Problem to solve: Please print exactly the lines running from the one that contains "Query: distant shoreline" to the end of the data, with both lines included.

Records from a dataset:
__________
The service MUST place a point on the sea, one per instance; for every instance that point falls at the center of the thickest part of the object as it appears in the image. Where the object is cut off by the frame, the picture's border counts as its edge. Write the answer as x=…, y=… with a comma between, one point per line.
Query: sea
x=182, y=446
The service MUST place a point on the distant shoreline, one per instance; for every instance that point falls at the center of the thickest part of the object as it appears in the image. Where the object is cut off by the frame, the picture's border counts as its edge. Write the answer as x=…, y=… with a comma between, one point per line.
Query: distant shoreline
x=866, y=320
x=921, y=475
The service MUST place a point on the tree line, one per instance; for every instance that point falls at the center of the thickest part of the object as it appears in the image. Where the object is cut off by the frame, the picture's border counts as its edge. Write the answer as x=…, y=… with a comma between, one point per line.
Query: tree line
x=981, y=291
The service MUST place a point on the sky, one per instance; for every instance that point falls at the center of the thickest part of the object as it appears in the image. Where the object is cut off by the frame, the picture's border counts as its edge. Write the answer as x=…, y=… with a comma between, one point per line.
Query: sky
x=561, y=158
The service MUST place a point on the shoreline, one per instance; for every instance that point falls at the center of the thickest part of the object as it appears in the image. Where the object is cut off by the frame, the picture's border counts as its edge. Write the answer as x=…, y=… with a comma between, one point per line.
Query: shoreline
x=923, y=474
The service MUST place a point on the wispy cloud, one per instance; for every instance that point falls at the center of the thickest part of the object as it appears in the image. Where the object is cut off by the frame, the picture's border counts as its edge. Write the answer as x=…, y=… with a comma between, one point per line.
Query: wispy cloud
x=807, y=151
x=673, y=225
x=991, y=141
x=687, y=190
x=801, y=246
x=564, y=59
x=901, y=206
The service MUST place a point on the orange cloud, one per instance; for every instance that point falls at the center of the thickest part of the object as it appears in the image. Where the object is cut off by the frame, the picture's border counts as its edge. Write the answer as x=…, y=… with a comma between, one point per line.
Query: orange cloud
__________
Answer section:
Query: distant shoreline
x=866, y=320
x=921, y=475
The service MUST place a point on the tree line, one per instance; for every instance that point falls at the center of the thickest part of the object as it appears in the image. Where the object is cut off by the frame, the picture's border counts as its edge. Write the answer as x=…, y=… with a comma between, one point per line.
Query: tree line
x=981, y=291
The service MUST place a point on the sky, one per instance; for every instance that point falls at the center of the thickest part of the object as it appears in the image. Where the object is cut off by the frame, the picture's border counts as its edge. Write the answer as x=…, y=… with a comma between, one point per line.
Query: sky
x=561, y=158
The service MUST place a point on the shoreline, one per instance; for every instance that point falls at the center of the thickest part of the object as it appears in the image. Where the object is cut off by the frame, the picture's border counts as its edge. Write the answer as x=…, y=… with a comma between, one point per line.
Query: shoreline
x=923, y=474
The service MUST place a point on the wispy cloud, one per instance; for every instance that point falls at the center of the thickest part of the object as it appears in the image. Where the object is cut off by the frame, the picture's border counts as its edge. Write the answer as x=…, y=… with a comma between, one point per line.
Query: wispy cloud
x=807, y=151
x=673, y=225
x=991, y=141
x=687, y=190
x=801, y=246
x=564, y=59
x=901, y=206
The service MUST place a point on the orange cloud, one per instance; for every instance that point falls at the center of the thickest part of the object as it appears in the image. Where the object is cut off by the frame, the picture's border counts as its edge. Write the answer as x=…, y=… with a comma between, one point per line.
Query: orange cloud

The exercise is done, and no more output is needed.